▶ **Что сделать**:
A: Проверьте по отрывку о лечении раненого, верны ли утверждения: (i) передние зубы удалили; (ii) лицо навсегда осталось обезображено шрамами; (iii) шланг вставили, чтобы можно было дышать. На каждое ответьте «да» или «нет» и приведите решающие слова отрывка без изменений.
B: Что вводят под левую верхнюю челюсть, судя по отрывку о лечении раненого?
C: Перепишите часть отрывка о лечении раненого, начиная со слов «Борис Николаевич Ерёмин» и заканчивая словами «склонился надо мной.».

▶ **Отрывок**:
************

Читать «Воздушные бойцы» онлайн - страница 17

Борис Николаевич Ерёмин

Левой стороны лица я не ощущаю. Губ не чувствую. Рта как будто бы нет совсем, вместо него что-то распухшее, рыхлое. Болит грудная клетка с правой стороны, болит нога. Боль непроходящая, вязкая, глубокая. Боль не дает мне сосредоточиться.

…Врач склонился надо мной.

Он резок, его разговора с окружающими я не понимаю. Чистят рот, выбрасывают передние зубы. Непрерывно сглатываю кровь, сестра накладывает на лицо и на лоб холодную салфетку. Зашивают губу. Под левую верхнюю челюсть вводят фанерную дощечку, пальцы врача давят, что-то раздвигают, даже стонать тяжело. На голову мне надевают гипсовую шапочку, от нее широкую резинку подводят под нижнюю челюсть и подтягивают ее кверху. Я прикусываю дощечку, поверх которой торчит кончик маленького шланга — это для того, чтобы я мог пить. Резинку подтягивают и закрепляют на другой стороне гипсовой шапочки. Вытирают мне лицо. Кажется, пока все.

Как стало известно впоследствии, первую помощь в ту ночь мне оказал очень опытный зубной врач. Причем сделал все весьма квалифицированно и своевременно. Этому неизвестному мне человеку я обязан и сравнительно быстрым излечением, и тем, что мое лицо не осталось навсегда обезображено шрамами.

Резиновый жгут натянут так сильно, что у меня летят искры из глаз. Вижу потное сосредоточенное лицо врача. «Понимаю, что трудно, — говорит он, — но надо терпеть, иначе челюсть не прирастет, упадет. Потерпи дорогой! Ты — мужественный человек». Врачу, как видно, тоже нелегко.

************

▶ **Исходные данные**:
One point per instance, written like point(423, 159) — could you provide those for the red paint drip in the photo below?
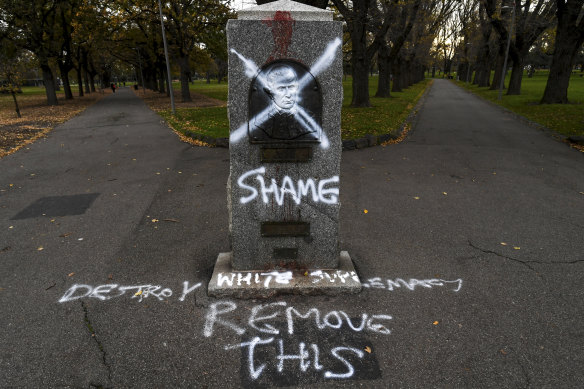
point(282, 26)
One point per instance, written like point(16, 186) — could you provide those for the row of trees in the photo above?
point(402, 38)
point(95, 38)
point(483, 29)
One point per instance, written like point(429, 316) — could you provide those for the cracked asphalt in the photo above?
point(471, 254)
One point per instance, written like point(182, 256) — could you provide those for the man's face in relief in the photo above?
point(283, 84)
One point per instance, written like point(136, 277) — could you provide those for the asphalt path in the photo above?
point(470, 249)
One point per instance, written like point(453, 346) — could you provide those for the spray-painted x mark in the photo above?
point(252, 70)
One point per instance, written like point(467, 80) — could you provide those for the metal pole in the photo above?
point(167, 62)
point(507, 52)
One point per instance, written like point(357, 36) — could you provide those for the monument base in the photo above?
point(227, 282)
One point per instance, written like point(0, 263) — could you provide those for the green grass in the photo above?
point(206, 121)
point(566, 119)
point(386, 115)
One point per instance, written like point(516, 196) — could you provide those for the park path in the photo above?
point(473, 197)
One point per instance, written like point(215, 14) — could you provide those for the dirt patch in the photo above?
point(160, 101)
point(38, 119)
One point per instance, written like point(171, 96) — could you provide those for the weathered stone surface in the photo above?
point(227, 282)
point(297, 10)
point(315, 45)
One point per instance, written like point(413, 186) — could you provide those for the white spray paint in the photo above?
point(304, 358)
point(378, 283)
point(321, 192)
point(109, 291)
point(140, 292)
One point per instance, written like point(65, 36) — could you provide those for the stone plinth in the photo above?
point(285, 97)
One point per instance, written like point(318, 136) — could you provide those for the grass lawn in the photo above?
point(566, 119)
point(386, 115)
point(37, 117)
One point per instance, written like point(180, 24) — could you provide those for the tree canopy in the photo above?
point(96, 42)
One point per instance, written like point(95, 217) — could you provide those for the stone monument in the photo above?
point(285, 96)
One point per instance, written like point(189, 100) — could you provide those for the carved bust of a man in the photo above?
point(285, 119)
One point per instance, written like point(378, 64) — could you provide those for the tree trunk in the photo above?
point(86, 76)
point(383, 82)
point(92, 81)
point(185, 74)
point(162, 81)
point(359, 59)
point(15, 103)
point(397, 78)
point(64, 70)
point(80, 81)
point(498, 72)
point(516, 77)
point(567, 44)
point(49, 81)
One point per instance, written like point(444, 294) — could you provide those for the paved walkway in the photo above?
point(471, 250)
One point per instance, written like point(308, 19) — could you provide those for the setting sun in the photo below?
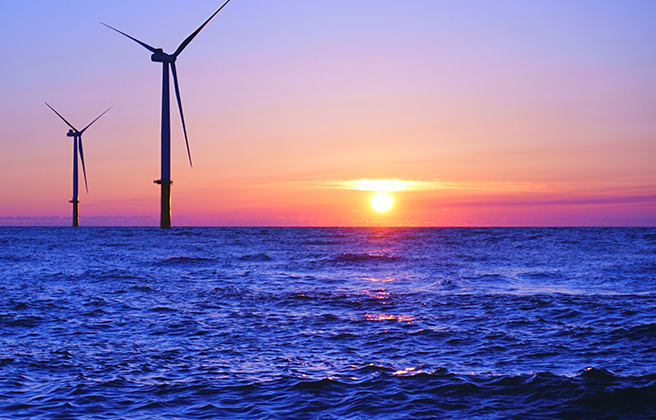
point(382, 202)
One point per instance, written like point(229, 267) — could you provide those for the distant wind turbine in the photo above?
point(77, 143)
point(168, 62)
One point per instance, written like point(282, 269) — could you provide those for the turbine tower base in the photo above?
point(165, 203)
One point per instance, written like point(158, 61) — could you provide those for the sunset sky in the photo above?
point(486, 113)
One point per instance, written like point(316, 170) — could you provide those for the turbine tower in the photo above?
point(77, 144)
point(168, 64)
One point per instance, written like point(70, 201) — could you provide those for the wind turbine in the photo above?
point(168, 64)
point(77, 143)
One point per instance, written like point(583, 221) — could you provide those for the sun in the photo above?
point(382, 202)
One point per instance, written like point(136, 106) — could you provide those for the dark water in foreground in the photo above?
point(327, 323)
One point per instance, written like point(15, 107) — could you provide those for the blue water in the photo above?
point(327, 323)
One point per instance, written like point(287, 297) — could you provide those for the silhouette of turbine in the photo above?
point(168, 62)
point(77, 144)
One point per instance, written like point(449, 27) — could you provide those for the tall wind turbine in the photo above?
point(77, 144)
point(168, 62)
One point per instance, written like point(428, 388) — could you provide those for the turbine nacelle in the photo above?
point(159, 56)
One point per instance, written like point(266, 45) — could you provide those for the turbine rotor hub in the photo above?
point(159, 56)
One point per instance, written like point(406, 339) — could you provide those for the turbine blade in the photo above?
point(193, 35)
point(84, 129)
point(177, 95)
point(143, 44)
point(63, 119)
point(84, 169)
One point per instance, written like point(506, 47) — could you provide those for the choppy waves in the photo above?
point(327, 323)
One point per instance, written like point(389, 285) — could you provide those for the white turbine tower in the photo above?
point(77, 144)
point(168, 62)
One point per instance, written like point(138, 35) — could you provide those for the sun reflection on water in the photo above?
point(390, 317)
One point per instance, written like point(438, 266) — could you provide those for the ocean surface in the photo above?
point(327, 323)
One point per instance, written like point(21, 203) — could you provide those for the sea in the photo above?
point(327, 323)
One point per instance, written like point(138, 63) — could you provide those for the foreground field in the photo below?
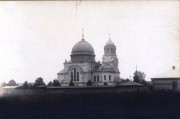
point(154, 105)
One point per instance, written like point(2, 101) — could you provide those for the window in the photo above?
point(109, 77)
point(104, 77)
point(74, 75)
point(77, 76)
point(111, 50)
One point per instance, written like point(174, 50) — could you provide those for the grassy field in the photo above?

************

▶ **Ответы**:
A:
(i) Да: «выбрасывают передние зубы».
(ii) Нет: «мое лицо не осталось навсегда обезображено шрамами».
(iii) Нет: «это для того, чтобы я мог пить».

B: Фанерную дощечку.

C:
Борис Николаевич Ерёмин

Левой стороны лица я не ощущаю. Губ не чувствую. Рта как будто бы нет совсем, вместо него что-то распухшее, рыхлое. Болит грудная клетка с правой стороны, болит нога. Боль непроходящая, вязкая, глубокая. Боль не дает мне сосредоточиться.

…Врач склонился надо мной.